AVAILABLE DATA:
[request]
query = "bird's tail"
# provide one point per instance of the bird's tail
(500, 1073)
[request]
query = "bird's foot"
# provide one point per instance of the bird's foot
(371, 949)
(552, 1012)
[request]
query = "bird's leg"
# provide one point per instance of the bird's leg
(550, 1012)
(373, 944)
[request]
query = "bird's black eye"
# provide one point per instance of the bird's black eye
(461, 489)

--

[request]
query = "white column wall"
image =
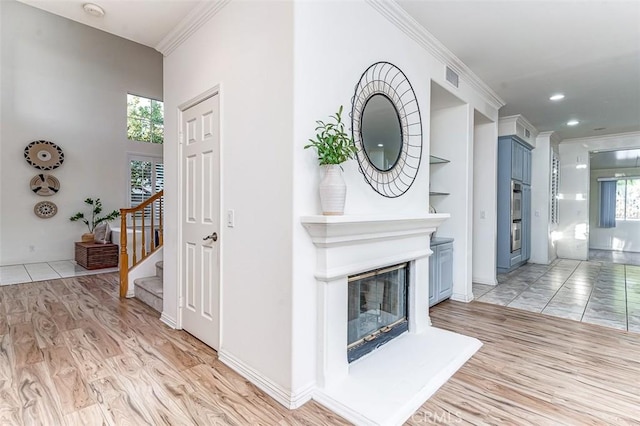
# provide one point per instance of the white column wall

REQUIREMENTS:
Collect every line of the data that contains the string "bird". Case matters.

PROBLEM SOLUTION:
query = "bird's tail"
# provide one point per instance of the bird's tail
query = "bird's foot"
# provide one point per instance of the bird's foot
query = "bird's leg"
# provide one point per instance of the bird's leg
query = "bird's black eye"
# provide one point per instance of the bird's black eye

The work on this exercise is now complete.